[Work to be completed]: Express the data below as a JSON list of strings, one string per line, skipping blank lines and leaving out the pictures.

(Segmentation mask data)
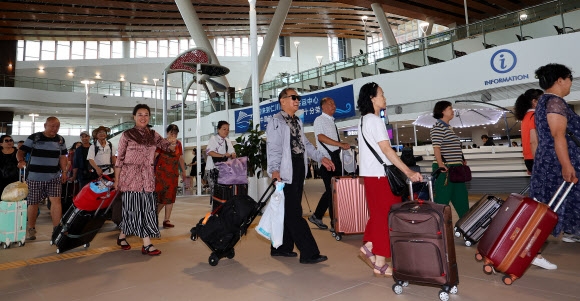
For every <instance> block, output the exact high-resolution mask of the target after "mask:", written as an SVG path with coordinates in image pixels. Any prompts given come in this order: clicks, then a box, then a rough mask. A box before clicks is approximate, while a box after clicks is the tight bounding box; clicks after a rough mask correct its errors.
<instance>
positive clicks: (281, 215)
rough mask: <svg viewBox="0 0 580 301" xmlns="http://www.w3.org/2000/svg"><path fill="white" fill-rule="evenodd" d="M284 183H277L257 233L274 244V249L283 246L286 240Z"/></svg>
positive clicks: (263, 216)
mask: <svg viewBox="0 0 580 301" xmlns="http://www.w3.org/2000/svg"><path fill="white" fill-rule="evenodd" d="M283 189H284V183H281V182H278V183H276V191H275V192H274V193H273V194H272V197H271V198H270V202H269V203H268V205H266V210H265V211H264V214H262V218H261V219H260V223H258V226H257V227H256V232H258V234H260V235H262V236H264V237H265V238H266V239H268V240H270V241H271V242H272V246H273V247H274V248H278V247H279V246H281V245H282V242H283V238H284V190H283Z"/></svg>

[Response for this exercise]:
[
  "For every <instance> block, output the exact high-resolution mask of the target after \"mask:\", written as an SVG path with coordinates in image pixels. Any prompts given come in this order: clicks, then a box, then a rough mask. A box before clicks is approximate, while a box after clicks is the tight bounding box; clicks after a rough mask correct its errors.",
  "<instance>",
  "positive clicks: (281, 215)",
  "rough mask: <svg viewBox=\"0 0 580 301\" xmlns=\"http://www.w3.org/2000/svg\"><path fill=\"white\" fill-rule=\"evenodd\" d=\"M284 183H277L257 233L274 244V249L283 246L286 240Z\"/></svg>",
  "positive clicks: (263, 216)",
  "mask: <svg viewBox=\"0 0 580 301\" xmlns=\"http://www.w3.org/2000/svg\"><path fill=\"white\" fill-rule=\"evenodd\" d=\"M283 189H284V183H281V182H278V183H276V191H275V192H274V193H273V194H272V197H271V198H270V202H269V203H268V205H266V210H265V211H264V214H262V218H261V219H260V223H258V226H257V227H256V232H258V234H260V235H262V236H264V237H265V238H266V239H268V240H270V241H271V242H272V246H273V247H274V248H278V247H279V246H281V245H282V242H283V238H284V190H283Z\"/></svg>"
]